> _Reading text_:
- - - - -

An interest-only loan allows you to pay just
the interest on the mortgage for a set period, often the first
five, 10 or 15 years. You don't have to pay principal during
that time. When the interest-only phase is up, the monthly payments
skyrocket as you begin paying principal over the remaining term
of the loan. Most borrowers expect to sell the house or refinance
the loan before the interest-only period ends.
The main attraction of an interest-only mortgage
is the lower monthly payment.
"It is becoming something that borrowers
and Realtors are asking for, because it allows the borrower
to afford more house," says Vijay Lala, senior vice president
of product development for Countrywide Home Loans.
This is especially true in the last couple of
months, as interest rates have risen steeply and home prices
have gone nowhere but up. Some home shoppers have found to their
chagrin that the houses they could afford in June are no longer
affordable because of higher rates. Or rather, they found that
their dream houses are no longer affordable with regular, fully
amortizing loans. Enter interest-only mortgages, which increased
in popularity after rates began rising at the end of June.
There had been steady demand for the loan type
during the three-year refinancing boom that just ended, especially
in places with pricey homes on the coasts. They also have been
fashionable in parts of the South.
Two types of borrowers
Who gets the loans?
"It's really borrowers looking to either
leverage their cash and borrowers who want the lowest payments
they can get," Lala says.
For that second group, interest-only mortgages
are the home equivalent to auto leasing, sort of. Both are handy
ways to get something that you otherwise couldn't afford --
a bungalow in Malibu Beach, a BMW Z4.
The first group that Lala mentions consists
largely of wealthier people with complex financial lives. They
use interest-only home loans to free the cash that otherwise
would go toward principal, and invest that cash where it presumably
can bring a better return.

- - - - -

> _Stored rows_:
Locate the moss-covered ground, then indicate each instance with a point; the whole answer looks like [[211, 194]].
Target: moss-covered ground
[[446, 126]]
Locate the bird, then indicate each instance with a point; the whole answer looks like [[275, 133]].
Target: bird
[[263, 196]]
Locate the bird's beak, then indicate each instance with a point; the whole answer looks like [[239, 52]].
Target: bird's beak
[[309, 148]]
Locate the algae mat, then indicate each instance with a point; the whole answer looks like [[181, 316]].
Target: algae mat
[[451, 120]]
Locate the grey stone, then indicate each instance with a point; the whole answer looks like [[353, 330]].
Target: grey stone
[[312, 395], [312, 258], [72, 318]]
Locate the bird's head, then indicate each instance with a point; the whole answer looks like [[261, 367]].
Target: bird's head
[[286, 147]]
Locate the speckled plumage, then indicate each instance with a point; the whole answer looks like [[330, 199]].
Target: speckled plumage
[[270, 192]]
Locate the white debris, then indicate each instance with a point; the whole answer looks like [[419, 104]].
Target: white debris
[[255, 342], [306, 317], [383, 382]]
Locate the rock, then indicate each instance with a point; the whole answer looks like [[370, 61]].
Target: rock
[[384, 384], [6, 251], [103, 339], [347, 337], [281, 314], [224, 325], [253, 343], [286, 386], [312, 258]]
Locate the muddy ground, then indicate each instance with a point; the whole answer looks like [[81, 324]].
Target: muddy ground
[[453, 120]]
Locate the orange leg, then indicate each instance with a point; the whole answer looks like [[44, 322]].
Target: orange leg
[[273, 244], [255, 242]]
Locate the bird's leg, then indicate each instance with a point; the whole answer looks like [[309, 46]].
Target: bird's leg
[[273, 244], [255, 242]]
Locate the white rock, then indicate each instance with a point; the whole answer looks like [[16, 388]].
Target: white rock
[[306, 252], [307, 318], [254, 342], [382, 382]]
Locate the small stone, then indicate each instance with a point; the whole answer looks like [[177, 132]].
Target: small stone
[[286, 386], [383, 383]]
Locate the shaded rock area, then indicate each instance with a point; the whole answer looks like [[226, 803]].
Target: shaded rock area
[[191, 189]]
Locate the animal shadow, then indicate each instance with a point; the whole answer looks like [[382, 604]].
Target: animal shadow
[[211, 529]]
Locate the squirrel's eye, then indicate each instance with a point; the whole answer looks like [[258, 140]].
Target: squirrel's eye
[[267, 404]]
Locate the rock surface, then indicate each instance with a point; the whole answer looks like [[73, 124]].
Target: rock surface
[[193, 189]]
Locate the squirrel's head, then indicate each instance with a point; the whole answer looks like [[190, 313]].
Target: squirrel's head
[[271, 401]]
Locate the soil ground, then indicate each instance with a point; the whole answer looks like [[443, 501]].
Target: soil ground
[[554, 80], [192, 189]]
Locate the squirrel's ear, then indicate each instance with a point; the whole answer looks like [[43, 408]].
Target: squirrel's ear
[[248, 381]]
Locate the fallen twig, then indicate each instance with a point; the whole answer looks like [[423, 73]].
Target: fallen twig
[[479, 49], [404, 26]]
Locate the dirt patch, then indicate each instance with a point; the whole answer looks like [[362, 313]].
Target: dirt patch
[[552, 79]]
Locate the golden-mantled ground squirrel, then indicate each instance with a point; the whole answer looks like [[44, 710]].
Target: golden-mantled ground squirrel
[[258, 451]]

- - - - -

> _Exercise goal_:
Decide whether each statement below agrees with the text on interest-only mortgages, answering yes or no and quoting the words of the text that decide it.
1. During the interest-only phase, the borrower makes no payments toward principal.
2. Interest-only mortgages gained popularity after rates began falling at the end of June.
3. Some wealthier borrowers use these loans to invest cash that would otherwise go toward principal.

> _Result for this task_:
1. Yes: "You don't have to pay principal during that time."
2. No: "increased in popularity after rates began rising at the end of June."
3. Yes: "free the cash that otherwise would go toward principal, and invest that cash where it presumably can bring a better return."